» WORK INSTRUCTION
Can you extract every line of the entries below that contains the word "present", matching case exactly?

(Stored data entries)
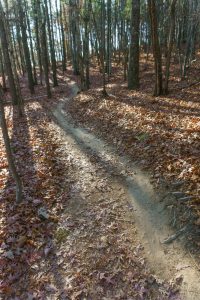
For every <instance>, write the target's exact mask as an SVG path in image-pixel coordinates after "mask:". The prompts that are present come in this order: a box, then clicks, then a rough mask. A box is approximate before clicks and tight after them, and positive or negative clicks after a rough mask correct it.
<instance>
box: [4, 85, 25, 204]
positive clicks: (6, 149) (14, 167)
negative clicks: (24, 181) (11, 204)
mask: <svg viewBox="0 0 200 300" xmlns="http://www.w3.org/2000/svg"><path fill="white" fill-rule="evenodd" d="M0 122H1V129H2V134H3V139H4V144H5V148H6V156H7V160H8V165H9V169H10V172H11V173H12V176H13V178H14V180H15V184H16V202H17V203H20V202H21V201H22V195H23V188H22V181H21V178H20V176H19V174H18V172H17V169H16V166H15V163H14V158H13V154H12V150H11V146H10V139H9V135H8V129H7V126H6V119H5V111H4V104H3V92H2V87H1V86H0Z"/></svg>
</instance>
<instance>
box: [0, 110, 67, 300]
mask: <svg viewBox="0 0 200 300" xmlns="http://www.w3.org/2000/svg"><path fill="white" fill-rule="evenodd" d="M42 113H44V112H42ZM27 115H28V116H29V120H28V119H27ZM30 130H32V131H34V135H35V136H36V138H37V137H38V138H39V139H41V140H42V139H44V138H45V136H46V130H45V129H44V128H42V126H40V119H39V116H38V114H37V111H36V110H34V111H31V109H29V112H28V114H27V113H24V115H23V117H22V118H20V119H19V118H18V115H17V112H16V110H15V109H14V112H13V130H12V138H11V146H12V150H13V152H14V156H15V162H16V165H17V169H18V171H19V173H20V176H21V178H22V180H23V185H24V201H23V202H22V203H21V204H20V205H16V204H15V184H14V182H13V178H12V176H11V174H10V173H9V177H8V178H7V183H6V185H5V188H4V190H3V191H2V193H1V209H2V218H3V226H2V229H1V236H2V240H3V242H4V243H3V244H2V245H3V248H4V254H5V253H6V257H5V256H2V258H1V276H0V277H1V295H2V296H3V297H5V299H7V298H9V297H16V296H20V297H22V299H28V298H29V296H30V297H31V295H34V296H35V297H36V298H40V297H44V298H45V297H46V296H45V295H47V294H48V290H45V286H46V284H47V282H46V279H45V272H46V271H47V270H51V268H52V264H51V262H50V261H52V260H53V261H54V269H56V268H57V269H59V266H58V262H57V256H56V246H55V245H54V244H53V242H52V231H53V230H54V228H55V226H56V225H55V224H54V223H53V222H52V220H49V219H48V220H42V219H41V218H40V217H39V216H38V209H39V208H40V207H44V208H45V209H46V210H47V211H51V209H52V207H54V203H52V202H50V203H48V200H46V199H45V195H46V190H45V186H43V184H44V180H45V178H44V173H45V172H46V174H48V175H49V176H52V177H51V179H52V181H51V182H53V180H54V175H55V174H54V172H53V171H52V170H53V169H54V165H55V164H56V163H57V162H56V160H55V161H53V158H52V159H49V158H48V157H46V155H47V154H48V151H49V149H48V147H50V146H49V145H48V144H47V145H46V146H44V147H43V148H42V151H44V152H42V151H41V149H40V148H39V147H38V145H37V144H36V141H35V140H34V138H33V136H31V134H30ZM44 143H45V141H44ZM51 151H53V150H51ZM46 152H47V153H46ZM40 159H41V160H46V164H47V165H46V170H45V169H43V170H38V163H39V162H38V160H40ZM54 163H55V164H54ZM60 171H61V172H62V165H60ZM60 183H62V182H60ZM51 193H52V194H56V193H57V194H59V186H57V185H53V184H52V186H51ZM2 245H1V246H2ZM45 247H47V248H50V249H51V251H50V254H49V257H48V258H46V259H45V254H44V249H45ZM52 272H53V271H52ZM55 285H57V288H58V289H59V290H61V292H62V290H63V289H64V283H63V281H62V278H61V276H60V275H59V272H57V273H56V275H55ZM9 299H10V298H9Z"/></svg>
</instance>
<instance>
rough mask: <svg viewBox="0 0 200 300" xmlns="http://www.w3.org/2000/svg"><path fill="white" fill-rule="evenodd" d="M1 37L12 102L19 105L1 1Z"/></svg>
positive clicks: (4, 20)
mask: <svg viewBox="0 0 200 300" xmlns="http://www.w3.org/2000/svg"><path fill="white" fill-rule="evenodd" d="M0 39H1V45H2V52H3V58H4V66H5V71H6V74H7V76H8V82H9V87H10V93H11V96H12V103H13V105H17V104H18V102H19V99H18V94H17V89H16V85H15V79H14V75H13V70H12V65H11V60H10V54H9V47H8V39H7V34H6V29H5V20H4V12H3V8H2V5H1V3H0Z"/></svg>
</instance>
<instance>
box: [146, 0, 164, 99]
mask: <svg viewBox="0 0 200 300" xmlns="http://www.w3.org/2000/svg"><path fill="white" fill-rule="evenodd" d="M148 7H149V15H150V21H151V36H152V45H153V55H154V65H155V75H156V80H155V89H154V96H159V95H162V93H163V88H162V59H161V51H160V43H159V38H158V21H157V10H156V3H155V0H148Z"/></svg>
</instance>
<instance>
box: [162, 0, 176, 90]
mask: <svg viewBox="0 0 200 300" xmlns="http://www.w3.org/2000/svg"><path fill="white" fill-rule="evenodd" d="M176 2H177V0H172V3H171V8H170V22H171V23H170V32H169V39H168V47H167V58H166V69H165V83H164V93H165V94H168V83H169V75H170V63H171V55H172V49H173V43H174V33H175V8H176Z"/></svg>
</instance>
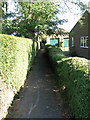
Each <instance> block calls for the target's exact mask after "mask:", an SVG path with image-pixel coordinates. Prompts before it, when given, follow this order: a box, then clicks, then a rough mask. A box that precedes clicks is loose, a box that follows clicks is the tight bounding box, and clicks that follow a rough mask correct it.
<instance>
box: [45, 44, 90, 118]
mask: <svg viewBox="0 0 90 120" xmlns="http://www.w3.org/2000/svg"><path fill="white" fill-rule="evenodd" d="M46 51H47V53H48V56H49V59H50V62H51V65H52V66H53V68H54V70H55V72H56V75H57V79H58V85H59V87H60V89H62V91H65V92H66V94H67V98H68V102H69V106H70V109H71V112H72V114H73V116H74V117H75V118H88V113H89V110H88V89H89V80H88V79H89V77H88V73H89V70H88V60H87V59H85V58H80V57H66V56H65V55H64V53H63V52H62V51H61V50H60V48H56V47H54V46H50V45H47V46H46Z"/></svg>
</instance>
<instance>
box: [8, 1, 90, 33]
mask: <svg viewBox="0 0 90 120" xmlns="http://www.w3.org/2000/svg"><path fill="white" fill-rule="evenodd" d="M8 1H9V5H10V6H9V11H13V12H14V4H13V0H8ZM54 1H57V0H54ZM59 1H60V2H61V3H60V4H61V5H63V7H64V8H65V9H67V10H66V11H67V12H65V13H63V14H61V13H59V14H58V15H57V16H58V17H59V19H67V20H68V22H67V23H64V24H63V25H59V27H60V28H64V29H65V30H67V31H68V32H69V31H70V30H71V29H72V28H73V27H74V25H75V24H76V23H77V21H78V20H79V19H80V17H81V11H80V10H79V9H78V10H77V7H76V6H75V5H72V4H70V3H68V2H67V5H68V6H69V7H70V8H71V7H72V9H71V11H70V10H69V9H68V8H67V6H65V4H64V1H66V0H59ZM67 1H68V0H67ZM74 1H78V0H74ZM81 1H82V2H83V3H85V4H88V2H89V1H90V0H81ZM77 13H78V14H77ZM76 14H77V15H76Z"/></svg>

» RESULT OF THIS TASK
For every <instance>, write the target's exact mask as an SVG path in image-pixel coordinates after "mask:". The prompts that are present come in this order: a box, then clicks, then a rough mask. A box is approximate before clicks and tight after them, and positive or negative clicks after a rough mask correct it.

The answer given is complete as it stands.